## [EXERCISE MATERIALS]
##########
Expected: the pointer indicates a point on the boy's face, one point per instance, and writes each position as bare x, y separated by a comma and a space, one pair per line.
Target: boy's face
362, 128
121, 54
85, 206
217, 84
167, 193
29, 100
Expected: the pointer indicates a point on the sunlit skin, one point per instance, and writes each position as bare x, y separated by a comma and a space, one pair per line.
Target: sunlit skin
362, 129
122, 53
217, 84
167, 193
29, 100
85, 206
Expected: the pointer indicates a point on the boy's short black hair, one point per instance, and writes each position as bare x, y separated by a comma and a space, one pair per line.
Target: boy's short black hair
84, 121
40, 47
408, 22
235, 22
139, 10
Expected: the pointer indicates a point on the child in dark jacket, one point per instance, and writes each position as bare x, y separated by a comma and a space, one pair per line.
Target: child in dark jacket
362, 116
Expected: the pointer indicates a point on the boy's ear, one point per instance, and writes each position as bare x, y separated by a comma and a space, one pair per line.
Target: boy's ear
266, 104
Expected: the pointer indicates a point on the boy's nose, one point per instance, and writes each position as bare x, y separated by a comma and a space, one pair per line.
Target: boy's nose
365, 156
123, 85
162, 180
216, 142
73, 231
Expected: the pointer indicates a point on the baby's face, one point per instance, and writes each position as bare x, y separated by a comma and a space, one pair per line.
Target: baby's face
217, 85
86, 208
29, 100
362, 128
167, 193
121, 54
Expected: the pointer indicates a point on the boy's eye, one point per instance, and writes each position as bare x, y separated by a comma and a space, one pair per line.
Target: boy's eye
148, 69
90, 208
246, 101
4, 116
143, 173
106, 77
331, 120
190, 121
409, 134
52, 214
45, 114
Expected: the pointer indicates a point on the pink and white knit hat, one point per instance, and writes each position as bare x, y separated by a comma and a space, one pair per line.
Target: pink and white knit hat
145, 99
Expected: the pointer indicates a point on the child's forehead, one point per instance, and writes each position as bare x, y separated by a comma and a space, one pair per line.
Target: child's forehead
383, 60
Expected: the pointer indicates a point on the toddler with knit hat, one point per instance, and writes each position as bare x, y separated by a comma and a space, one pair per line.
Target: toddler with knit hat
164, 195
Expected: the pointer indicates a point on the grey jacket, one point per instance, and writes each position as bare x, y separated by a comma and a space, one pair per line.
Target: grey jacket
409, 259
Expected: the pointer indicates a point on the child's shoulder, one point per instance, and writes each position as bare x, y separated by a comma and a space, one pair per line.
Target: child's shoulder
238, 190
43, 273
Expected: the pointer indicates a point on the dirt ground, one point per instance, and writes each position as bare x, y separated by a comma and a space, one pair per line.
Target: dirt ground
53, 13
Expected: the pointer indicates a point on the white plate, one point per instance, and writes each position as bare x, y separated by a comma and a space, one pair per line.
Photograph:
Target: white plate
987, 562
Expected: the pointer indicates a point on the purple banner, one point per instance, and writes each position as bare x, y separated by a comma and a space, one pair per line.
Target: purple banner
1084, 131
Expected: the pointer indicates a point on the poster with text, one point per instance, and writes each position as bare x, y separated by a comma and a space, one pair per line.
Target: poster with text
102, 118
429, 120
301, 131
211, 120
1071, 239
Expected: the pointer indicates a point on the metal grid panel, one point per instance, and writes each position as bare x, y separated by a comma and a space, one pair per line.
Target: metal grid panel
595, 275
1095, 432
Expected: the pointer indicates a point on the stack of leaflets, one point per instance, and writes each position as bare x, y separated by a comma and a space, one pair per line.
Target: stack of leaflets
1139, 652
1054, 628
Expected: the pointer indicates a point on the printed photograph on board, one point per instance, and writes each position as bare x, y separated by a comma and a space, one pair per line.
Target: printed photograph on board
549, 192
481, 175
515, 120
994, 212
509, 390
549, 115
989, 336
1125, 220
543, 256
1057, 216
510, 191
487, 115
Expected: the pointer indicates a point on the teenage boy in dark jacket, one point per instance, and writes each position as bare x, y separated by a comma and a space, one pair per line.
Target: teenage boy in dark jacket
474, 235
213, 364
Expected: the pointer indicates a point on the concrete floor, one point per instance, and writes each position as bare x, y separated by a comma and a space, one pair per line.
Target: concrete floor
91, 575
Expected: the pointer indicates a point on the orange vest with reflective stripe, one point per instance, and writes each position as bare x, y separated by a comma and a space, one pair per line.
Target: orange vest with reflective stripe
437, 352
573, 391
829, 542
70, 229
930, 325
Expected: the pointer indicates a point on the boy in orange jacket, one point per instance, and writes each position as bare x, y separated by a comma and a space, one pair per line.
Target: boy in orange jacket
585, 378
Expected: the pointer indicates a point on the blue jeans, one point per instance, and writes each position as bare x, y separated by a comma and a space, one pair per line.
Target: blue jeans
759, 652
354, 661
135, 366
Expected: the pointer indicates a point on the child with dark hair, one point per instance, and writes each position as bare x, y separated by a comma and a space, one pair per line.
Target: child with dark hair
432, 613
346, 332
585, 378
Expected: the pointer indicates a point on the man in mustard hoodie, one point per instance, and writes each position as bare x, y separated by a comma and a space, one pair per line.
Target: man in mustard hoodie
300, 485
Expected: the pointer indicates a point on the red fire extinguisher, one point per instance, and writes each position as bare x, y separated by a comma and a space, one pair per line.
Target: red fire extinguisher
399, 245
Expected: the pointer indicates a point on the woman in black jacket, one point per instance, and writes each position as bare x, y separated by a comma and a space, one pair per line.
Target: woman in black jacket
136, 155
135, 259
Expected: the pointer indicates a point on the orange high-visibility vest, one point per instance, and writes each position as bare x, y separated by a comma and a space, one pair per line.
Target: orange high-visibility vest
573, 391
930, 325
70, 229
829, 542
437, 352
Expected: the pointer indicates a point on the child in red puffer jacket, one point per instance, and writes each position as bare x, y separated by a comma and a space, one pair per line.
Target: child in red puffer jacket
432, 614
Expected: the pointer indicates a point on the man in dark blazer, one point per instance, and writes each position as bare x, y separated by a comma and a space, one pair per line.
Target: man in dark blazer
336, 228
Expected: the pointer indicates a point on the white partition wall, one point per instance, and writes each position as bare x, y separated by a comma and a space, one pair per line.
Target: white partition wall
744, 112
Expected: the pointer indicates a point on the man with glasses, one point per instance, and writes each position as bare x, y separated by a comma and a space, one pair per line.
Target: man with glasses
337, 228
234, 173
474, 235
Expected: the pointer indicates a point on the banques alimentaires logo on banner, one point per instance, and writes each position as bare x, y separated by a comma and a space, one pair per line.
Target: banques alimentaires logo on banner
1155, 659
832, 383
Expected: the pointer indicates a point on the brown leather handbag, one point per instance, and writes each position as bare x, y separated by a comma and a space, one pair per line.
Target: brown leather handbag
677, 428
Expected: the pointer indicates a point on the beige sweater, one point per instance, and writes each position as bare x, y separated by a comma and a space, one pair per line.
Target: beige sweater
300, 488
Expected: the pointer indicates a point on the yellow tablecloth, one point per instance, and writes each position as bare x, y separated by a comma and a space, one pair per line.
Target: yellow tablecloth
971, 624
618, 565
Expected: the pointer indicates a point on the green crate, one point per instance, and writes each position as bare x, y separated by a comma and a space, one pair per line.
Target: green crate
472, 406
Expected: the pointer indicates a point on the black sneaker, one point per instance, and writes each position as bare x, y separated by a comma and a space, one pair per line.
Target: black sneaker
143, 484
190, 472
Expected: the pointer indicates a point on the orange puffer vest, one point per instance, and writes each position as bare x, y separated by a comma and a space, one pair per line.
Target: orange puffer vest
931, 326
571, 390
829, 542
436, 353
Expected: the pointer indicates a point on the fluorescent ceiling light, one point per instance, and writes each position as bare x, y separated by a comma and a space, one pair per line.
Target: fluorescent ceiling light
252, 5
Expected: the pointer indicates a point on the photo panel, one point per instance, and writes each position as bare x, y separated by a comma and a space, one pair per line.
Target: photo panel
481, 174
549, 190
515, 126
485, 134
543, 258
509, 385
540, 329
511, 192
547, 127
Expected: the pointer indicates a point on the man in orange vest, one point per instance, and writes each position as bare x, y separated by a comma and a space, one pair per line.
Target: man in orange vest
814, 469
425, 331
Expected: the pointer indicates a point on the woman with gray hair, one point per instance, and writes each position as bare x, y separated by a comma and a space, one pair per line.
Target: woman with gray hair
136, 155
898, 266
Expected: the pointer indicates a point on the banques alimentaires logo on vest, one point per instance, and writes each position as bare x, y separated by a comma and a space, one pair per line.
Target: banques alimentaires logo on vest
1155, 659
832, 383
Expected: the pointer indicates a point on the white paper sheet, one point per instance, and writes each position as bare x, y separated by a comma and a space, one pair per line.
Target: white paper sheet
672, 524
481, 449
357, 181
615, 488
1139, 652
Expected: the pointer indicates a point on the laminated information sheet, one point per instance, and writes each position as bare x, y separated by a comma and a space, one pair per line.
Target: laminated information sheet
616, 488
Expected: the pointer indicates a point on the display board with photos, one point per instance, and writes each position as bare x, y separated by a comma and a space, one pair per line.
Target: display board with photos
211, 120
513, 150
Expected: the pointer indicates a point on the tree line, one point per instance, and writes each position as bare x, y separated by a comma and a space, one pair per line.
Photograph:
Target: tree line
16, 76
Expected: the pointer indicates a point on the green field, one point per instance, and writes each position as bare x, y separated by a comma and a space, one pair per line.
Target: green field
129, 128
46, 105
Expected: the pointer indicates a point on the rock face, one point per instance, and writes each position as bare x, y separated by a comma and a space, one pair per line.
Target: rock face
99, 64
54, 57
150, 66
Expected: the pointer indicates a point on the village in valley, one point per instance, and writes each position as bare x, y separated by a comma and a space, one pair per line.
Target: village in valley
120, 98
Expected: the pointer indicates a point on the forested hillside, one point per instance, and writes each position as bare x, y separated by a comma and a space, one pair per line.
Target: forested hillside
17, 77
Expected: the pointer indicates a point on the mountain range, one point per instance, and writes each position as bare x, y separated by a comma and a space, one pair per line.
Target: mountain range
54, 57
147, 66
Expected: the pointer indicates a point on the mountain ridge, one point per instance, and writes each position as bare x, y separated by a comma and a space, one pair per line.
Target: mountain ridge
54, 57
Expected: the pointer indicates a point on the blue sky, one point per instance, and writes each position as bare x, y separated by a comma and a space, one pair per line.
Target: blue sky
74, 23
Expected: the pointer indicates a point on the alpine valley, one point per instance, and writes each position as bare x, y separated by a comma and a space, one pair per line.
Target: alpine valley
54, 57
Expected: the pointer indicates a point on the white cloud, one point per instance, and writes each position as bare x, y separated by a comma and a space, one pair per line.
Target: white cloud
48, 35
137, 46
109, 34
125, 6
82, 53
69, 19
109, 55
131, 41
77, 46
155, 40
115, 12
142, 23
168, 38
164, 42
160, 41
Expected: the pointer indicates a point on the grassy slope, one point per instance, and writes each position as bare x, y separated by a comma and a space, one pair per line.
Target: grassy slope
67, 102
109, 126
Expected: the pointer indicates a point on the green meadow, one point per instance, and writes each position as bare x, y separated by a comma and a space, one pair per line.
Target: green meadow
##########
## [WHAT NEEDS TO BE DONE]
Search the listing for "meadow" and show every line where it occurs.

## [ANSWER]
Expected: the pointer indicates a point on the green meadow, one point per instance, and writes each position as bare x, y separated by a comma and a space, one pair per line.
Target: green meadow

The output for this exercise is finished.